[Region labeling entries]
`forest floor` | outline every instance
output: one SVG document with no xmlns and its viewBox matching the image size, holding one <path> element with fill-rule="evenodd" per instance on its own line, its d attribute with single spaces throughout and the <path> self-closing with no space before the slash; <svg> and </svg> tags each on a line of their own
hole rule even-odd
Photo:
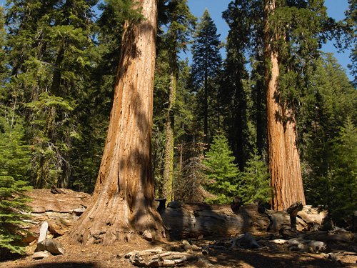
<svg viewBox="0 0 357 268">
<path fill-rule="evenodd" d="M 116 243 L 110 247 L 101 245 L 81 246 L 70 244 L 67 237 L 58 239 L 66 249 L 64 255 L 51 256 L 48 258 L 34 260 L 31 257 L 36 246 L 29 247 L 29 256 L 16 260 L 0 263 L 0 267 L 19 268 L 125 268 L 135 267 L 124 254 L 137 250 L 144 250 L 161 247 L 170 251 L 180 247 L 179 242 L 149 242 L 141 238 L 131 240 L 129 243 Z M 207 244 L 212 241 L 200 240 L 198 244 Z M 356 267 L 357 253 L 351 251 L 353 244 L 335 244 L 331 245 L 331 252 L 336 254 L 337 259 L 328 259 L 321 254 L 310 254 L 291 252 L 283 246 L 263 249 L 210 249 L 206 258 L 208 262 L 200 261 L 186 263 L 183 267 L 196 268 L 212 267 L 217 268 L 229 267 Z"/>
<path fill-rule="evenodd" d="M 184 252 L 182 241 L 150 242 L 139 236 L 134 235 L 129 242 L 116 242 L 111 246 L 83 246 L 69 243 L 68 233 L 71 229 L 74 217 L 74 208 L 86 207 L 91 197 L 87 194 L 66 190 L 66 194 L 52 194 L 49 190 L 36 190 L 31 194 L 31 206 L 37 222 L 51 222 L 57 225 L 61 235 L 55 239 L 60 242 L 66 250 L 63 255 L 51 255 L 43 259 L 33 259 L 36 247 L 34 240 L 26 247 L 26 255 L 8 260 L 0 259 L 0 267 L 6 268 L 132 268 L 135 267 L 125 257 L 125 254 L 133 251 L 142 251 L 161 247 L 164 251 Z M 68 213 L 71 212 L 71 213 Z M 56 227 L 56 225 L 55 225 Z M 357 267 L 356 234 L 354 239 L 348 241 L 328 243 L 328 255 L 324 253 L 311 254 L 304 252 L 289 251 L 284 246 L 272 244 L 269 239 L 273 234 L 252 234 L 261 246 L 256 249 L 245 249 L 240 247 L 234 249 L 221 247 L 229 240 L 228 237 L 187 239 L 198 248 L 209 248 L 208 254 L 199 252 L 194 260 L 185 262 L 182 267 Z M 353 234 L 351 233 L 353 236 Z M 51 237 L 50 237 L 51 238 Z M 328 253 L 328 252 L 326 252 Z M 3 256 L 4 257 L 4 256 Z"/>
</svg>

PROBLEM STATEMENT: Reproduce the entries above exactly. Do not include the images.

EXERCISE RESPONSE:
`forest floor` | outline every instance
output: one SVG document with no xmlns and its viewBox matching the image size, holding one <path> element with fill-rule="evenodd" per instance on its own line, its d attribute with single spaces throughout and the <path> self-closing with no space before the slash; <svg> and </svg> tags each on a line of their own
hole rule even-odd
Photo:
<svg viewBox="0 0 357 268">
<path fill-rule="evenodd" d="M 116 243 L 110 247 L 101 245 L 81 246 L 70 244 L 67 237 L 58 239 L 66 249 L 64 255 L 51 256 L 48 258 L 34 260 L 31 257 L 36 246 L 29 247 L 29 256 L 16 260 L 0 263 L 0 267 L 19 268 L 125 268 L 135 267 L 124 254 L 137 250 L 144 250 L 161 247 L 170 251 L 180 247 L 179 242 L 149 242 L 141 238 L 131 240 L 129 243 Z M 207 244 L 212 241 L 200 240 L 198 244 Z M 356 267 L 357 253 L 351 251 L 353 244 L 335 244 L 331 245 L 331 252 L 336 254 L 337 259 L 328 259 L 321 254 L 310 254 L 291 252 L 283 246 L 263 249 L 210 249 L 206 258 L 208 262 L 200 261 L 186 263 L 183 267 L 196 268 L 212 267 L 217 268 L 229 267 Z"/>
<path fill-rule="evenodd" d="M 184 252 L 182 241 L 150 242 L 139 236 L 134 235 L 129 242 L 116 242 L 111 246 L 83 246 L 69 243 L 68 233 L 71 229 L 74 217 L 74 208 L 86 207 L 91 197 L 87 194 L 66 190 L 66 194 L 52 194 L 49 190 L 36 190 L 31 194 L 31 206 L 37 222 L 51 222 L 57 225 L 61 235 L 55 239 L 60 242 L 66 250 L 63 255 L 51 255 L 43 259 L 33 259 L 36 247 L 34 240 L 26 247 L 26 255 L 8 260 L 0 259 L 0 267 L 6 268 L 132 268 L 135 267 L 125 257 L 125 254 L 133 251 L 142 251 L 161 247 L 164 251 Z M 68 213 L 71 212 L 71 213 Z M 56 227 L 56 225 L 55 225 Z M 357 267 L 356 234 L 354 239 L 348 241 L 328 243 L 328 255 L 324 253 L 311 254 L 304 252 L 289 251 L 284 246 L 272 244 L 269 239 L 273 234 L 252 234 L 261 246 L 256 249 L 245 249 L 240 247 L 234 249 L 221 247 L 229 240 L 228 237 L 187 239 L 198 248 L 209 248 L 208 254 L 199 252 L 194 260 L 185 262 L 182 267 Z M 353 234 L 351 233 L 353 236 Z M 51 237 L 50 237 L 51 238 Z M 328 253 L 328 252 L 326 252 Z M 3 256 L 4 257 L 4 256 Z"/>
</svg>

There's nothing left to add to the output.